• YOUR TASK:
Can you repeat, word for word, the whole excerpt below about Bündchen and Nike's Hannah Jones?

• EXCERPT:
Bündchen on how climate change affects all of us every day:
“We must stop leading with the idea of ‘out of sight, out of mind.’ Everything in this world is connected. The trash that magically disappears from our house every day is going somewhere—it's going to landfills, rivers, and oceans, contaminating fish and water sources, and coming right back to our table."
8. The Activewear Activist: Hannah Jones
As Nike’s Chief Sustainability Officer, Hannah Jones epitomizes the brand’s Just Do It mentality. Incorporating environmentally practices into such a massive company is no easy feat, but Jones is always looking at Nike’s supply chain for opportunities to save on emissions. She’s successfully introduced new materials like Flyleather (made from discarded scraps of leather fused with polyester fibers) and yarn made from recycled plastic bottles, as well as Nike’s suite of lightweight, durable fabrics. These days, 75 percent of all Nike shoes and apparel contain at least some recycled material. Outside of her sustainability work at the athletic company, Jones is the proud founder of the League of Badass Women, where 10,000 members internationally connect on issues relating to gender equality.

• INFORMATION GIVEN:
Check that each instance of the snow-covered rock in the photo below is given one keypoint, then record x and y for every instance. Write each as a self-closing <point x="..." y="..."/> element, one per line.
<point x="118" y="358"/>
---
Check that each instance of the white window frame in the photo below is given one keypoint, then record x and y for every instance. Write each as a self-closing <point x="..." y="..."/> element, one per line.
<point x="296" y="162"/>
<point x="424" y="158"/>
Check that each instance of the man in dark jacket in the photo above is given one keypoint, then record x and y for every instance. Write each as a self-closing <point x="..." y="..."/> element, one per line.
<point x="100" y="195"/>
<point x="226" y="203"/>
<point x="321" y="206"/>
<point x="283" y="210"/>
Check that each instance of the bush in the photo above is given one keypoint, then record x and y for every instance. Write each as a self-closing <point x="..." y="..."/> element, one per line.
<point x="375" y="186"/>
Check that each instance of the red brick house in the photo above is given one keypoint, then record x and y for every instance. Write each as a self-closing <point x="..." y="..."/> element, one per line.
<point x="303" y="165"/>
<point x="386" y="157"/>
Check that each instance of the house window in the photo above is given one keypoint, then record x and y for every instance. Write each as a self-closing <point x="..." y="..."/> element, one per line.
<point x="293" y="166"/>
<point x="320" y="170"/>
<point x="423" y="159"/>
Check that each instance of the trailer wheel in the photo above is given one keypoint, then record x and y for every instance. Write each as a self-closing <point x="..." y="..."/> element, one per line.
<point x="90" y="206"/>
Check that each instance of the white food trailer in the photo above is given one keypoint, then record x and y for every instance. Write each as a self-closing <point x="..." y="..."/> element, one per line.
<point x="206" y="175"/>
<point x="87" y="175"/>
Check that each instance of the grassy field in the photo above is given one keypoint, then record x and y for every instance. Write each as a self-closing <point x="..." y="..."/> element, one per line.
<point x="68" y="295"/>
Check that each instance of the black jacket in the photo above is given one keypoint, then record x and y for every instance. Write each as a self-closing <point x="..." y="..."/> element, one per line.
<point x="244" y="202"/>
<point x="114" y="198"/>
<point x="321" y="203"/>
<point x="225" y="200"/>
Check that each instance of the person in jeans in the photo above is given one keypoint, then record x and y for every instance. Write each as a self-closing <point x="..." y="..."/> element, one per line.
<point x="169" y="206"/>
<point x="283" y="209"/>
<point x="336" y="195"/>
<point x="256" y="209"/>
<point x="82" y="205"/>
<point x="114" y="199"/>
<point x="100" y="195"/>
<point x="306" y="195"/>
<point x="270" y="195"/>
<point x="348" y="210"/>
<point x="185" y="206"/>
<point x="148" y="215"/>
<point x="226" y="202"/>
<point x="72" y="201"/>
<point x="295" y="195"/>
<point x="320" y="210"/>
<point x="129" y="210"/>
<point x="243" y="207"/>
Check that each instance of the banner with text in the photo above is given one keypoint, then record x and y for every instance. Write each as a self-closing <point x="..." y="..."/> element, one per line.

• SOLUTION TO THIS TASK:
Bündchen on how climate change affects all of us every day:
“We must stop leading with the idea of ‘out of sight, out of mind.’ Everything in this world is connected. The trash that magically disappears from our house every day is going somewhere—it's going to landfills, rivers, and oceans, contaminating fish and water sources, and coming right back to our table."
8. The Activewear Activist: Hannah Jones
As Nike’s Chief Sustainability Officer, Hannah Jones epitomizes the brand’s Just Do It mentality. Incorporating environmentally practices into such a massive company is no easy feat, but Jones is always looking at Nike’s supply chain for opportunities to save on emissions. She’s successfully introduced new materials like Flyleather (made from discarded scraps of leather fused with polyester fibers) and yarn made from recycled plastic bottles, as well as Nike’s suite of lightweight, durable fabrics. These days, 75 percent of all Nike shoes and apparel contain at least some recycled material. Outside of her sustainability work at the athletic company, Jones is the proud founder of the League of Badass Women, where 10,000 members internationally connect on issues relating to gender equality.